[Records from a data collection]
:::

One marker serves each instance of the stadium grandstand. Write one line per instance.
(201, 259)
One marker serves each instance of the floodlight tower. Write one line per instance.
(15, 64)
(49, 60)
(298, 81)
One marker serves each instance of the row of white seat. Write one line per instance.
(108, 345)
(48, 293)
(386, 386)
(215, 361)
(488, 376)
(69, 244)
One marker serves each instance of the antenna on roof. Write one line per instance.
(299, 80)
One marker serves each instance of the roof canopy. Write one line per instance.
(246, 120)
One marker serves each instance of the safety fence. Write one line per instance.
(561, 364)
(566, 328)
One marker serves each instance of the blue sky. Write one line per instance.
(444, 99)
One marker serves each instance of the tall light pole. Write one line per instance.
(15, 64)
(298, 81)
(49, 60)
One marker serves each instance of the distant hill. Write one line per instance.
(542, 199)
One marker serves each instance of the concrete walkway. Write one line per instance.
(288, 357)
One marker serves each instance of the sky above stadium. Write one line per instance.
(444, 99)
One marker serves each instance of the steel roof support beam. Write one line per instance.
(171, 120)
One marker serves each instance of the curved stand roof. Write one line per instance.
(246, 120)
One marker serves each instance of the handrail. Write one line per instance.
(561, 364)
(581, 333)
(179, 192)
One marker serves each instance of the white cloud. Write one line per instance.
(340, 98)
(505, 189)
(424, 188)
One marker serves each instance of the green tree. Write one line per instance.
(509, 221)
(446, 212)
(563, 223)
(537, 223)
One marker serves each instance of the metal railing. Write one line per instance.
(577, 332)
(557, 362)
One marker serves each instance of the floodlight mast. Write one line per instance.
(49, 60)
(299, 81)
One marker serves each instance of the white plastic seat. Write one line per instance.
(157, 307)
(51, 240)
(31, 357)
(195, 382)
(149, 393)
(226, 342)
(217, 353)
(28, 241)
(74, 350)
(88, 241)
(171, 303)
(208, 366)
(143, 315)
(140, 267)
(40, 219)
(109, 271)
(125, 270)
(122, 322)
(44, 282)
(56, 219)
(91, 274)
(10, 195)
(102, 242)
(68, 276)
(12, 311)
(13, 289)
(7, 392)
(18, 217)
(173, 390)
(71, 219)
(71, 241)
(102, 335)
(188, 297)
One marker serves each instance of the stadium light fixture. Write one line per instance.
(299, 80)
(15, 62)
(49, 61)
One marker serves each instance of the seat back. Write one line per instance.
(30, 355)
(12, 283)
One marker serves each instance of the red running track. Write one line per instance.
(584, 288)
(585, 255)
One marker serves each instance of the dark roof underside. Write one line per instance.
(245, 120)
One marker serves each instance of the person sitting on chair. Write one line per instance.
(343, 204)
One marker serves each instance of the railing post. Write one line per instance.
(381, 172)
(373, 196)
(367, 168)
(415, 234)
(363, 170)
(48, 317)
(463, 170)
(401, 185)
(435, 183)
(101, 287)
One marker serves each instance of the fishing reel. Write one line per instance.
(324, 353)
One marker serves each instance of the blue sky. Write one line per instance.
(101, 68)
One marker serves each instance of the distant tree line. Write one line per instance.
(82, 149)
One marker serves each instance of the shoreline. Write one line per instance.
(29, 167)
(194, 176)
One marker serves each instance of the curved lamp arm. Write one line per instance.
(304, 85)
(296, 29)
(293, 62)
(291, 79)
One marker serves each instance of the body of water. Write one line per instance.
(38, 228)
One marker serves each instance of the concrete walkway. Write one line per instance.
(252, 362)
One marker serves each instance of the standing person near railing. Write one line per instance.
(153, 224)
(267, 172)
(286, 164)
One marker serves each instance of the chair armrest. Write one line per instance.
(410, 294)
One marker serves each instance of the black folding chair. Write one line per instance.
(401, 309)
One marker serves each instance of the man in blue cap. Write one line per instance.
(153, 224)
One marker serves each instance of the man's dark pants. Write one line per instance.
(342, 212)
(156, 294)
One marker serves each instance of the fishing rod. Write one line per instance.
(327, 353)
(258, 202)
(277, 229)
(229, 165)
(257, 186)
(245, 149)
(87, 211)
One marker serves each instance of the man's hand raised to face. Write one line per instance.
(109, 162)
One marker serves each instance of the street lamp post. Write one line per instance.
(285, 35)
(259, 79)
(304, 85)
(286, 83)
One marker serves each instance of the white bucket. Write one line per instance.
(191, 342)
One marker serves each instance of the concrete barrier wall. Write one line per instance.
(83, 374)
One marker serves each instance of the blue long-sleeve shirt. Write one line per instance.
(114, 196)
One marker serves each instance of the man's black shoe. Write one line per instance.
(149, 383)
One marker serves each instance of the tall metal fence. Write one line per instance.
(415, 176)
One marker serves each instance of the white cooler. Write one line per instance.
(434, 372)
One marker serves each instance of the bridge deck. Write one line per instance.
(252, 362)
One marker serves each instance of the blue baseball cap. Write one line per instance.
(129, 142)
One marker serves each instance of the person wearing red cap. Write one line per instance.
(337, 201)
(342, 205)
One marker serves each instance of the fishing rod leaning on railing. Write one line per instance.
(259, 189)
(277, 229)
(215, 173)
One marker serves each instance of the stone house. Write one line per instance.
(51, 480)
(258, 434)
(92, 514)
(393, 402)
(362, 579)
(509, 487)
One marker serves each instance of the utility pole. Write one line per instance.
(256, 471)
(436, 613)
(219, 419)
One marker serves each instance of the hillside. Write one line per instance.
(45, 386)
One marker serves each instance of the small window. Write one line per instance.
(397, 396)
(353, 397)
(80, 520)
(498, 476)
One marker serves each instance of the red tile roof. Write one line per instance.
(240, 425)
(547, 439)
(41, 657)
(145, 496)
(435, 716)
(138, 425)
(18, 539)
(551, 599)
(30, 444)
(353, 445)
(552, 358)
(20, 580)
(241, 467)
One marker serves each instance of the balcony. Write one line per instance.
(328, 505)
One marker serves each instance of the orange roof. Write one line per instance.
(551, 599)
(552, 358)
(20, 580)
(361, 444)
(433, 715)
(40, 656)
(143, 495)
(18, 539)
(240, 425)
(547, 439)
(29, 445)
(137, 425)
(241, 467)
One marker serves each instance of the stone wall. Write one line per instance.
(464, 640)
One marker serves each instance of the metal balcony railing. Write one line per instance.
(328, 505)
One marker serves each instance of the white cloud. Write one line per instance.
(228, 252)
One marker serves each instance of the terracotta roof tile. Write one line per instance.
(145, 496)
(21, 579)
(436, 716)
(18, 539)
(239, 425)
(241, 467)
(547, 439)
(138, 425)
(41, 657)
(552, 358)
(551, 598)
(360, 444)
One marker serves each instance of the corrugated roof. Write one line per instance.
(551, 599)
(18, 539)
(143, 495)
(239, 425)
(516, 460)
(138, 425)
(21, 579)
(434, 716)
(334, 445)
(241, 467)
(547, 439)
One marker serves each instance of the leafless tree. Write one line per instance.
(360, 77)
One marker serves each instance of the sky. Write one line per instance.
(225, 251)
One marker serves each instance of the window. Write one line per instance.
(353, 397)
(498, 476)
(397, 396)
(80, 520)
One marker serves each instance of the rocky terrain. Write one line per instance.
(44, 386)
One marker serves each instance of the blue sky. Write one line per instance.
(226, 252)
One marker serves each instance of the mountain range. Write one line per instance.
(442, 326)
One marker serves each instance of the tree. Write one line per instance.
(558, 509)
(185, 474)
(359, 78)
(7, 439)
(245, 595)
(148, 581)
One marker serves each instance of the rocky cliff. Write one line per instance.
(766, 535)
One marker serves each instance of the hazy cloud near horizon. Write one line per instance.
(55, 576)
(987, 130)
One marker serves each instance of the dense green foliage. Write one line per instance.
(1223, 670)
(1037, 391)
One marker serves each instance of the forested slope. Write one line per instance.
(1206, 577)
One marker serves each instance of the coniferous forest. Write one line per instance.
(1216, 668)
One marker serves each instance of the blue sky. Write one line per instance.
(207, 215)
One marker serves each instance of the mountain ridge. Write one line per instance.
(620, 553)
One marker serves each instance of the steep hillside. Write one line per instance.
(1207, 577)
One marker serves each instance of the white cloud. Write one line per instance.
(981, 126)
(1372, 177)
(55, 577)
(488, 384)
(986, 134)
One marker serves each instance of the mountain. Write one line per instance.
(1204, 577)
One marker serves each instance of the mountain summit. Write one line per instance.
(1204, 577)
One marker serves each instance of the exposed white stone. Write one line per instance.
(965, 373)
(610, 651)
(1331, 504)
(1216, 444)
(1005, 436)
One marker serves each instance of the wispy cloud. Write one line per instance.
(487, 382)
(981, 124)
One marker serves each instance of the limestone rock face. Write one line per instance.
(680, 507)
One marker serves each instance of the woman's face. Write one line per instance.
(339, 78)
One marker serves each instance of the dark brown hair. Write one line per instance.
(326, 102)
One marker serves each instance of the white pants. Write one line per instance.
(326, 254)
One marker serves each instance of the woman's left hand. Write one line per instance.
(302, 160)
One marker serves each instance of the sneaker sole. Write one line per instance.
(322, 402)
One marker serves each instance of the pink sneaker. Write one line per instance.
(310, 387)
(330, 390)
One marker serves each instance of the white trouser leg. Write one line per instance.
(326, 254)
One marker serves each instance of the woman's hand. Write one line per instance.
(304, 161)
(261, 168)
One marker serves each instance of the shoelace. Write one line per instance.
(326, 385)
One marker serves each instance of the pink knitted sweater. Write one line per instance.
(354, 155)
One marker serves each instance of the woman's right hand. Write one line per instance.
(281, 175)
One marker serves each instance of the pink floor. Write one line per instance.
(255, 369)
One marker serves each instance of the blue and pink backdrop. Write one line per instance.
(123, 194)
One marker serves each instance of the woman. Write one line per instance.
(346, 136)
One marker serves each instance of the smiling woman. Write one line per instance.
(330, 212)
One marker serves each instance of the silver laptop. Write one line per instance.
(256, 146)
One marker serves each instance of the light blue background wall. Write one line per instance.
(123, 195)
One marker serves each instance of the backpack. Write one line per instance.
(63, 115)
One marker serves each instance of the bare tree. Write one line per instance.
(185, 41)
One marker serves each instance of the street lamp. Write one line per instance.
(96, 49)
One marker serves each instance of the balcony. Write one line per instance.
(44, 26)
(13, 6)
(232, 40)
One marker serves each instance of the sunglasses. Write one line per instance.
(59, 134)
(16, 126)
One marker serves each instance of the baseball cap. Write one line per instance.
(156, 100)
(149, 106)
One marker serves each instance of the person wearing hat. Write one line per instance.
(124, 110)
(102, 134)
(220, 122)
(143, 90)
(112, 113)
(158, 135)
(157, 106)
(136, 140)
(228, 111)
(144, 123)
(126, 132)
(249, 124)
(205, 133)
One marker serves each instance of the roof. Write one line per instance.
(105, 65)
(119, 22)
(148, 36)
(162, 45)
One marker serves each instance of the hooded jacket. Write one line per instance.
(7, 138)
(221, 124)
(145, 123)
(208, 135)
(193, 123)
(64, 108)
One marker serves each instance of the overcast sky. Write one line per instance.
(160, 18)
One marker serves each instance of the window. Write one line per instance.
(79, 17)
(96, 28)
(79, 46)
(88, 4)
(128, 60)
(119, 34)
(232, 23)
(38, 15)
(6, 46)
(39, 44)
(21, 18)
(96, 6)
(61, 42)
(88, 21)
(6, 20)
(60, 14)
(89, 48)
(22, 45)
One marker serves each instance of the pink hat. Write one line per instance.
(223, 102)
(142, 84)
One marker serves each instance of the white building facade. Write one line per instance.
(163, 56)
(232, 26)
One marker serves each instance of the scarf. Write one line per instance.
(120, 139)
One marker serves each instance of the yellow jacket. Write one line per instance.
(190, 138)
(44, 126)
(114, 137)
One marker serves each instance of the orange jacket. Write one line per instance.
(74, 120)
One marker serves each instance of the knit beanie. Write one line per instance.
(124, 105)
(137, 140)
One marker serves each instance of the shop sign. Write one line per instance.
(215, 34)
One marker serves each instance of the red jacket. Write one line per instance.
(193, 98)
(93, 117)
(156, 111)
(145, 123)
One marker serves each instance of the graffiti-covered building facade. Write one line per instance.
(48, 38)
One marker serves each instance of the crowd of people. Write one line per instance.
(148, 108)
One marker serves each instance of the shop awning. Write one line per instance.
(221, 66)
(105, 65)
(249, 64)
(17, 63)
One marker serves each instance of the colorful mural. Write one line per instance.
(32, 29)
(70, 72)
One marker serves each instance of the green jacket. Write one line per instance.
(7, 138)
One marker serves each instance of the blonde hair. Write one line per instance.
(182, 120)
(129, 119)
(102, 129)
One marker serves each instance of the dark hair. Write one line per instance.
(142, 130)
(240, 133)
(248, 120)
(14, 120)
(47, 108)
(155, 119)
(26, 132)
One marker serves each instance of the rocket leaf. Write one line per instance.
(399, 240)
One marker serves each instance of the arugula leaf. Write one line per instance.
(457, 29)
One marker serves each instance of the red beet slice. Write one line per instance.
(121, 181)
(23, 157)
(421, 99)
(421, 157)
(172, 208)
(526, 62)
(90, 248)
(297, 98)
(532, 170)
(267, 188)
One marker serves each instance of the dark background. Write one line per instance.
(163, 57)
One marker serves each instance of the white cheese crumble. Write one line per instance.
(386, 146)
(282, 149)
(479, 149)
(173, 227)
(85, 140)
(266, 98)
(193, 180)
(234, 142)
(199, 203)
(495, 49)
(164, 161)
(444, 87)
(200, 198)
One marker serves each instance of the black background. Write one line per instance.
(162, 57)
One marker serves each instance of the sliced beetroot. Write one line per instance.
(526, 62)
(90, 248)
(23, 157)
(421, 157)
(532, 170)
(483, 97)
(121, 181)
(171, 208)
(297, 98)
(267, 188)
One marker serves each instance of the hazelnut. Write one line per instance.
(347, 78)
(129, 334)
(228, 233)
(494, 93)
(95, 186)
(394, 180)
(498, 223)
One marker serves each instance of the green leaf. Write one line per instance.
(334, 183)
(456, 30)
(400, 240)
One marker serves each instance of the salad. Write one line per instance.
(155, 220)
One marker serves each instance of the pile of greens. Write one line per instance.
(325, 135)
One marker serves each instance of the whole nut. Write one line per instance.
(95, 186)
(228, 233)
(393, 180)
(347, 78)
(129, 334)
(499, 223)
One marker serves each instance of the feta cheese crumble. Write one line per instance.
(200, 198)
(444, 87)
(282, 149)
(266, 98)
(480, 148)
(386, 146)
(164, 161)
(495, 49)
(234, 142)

:::

> _PROBLEM DETAILS_: What are the lines from the one with "One marker serves each instance of the white cheese" through the end of the entries? Give them again exactly, both end lines included.

> _ANSWER SPACE_:
One marker serves each instance of the white cheese crumble. Write one line per instance.
(386, 146)
(282, 149)
(479, 149)
(173, 227)
(85, 140)
(266, 98)
(193, 180)
(234, 142)
(199, 203)
(495, 49)
(164, 161)
(444, 87)
(200, 198)
One marker serves each instance of the black background. Write one line per instance.
(162, 57)
One marker serves each instance of the sliced beetroot. Write one line per instance.
(526, 62)
(90, 248)
(23, 157)
(421, 157)
(532, 170)
(483, 97)
(121, 181)
(171, 208)
(297, 98)
(267, 188)
One marker serves each instance of the hazelnut. Write one line per instance.
(347, 78)
(129, 334)
(228, 233)
(494, 93)
(95, 186)
(394, 180)
(498, 223)
One marker serves each instance of the green leaf. Write one line per instance.
(334, 183)
(456, 30)
(400, 240)
One marker serves each instance of the salad. Write one line per instance.
(155, 220)
One marker serves each instance of the pile of greens. Write one line per instance.
(325, 135)
One marker serves each instance of the whole nut. Write one line per instance.
(95, 186)
(228, 233)
(393, 180)
(347, 78)
(129, 334)
(499, 223)
One marker serves each instance of the feta cheese crumble. Write one line per instance.
(200, 198)
(444, 87)
(282, 149)
(266, 98)
(480, 148)
(386, 146)
(164, 161)
(495, 49)
(234, 142)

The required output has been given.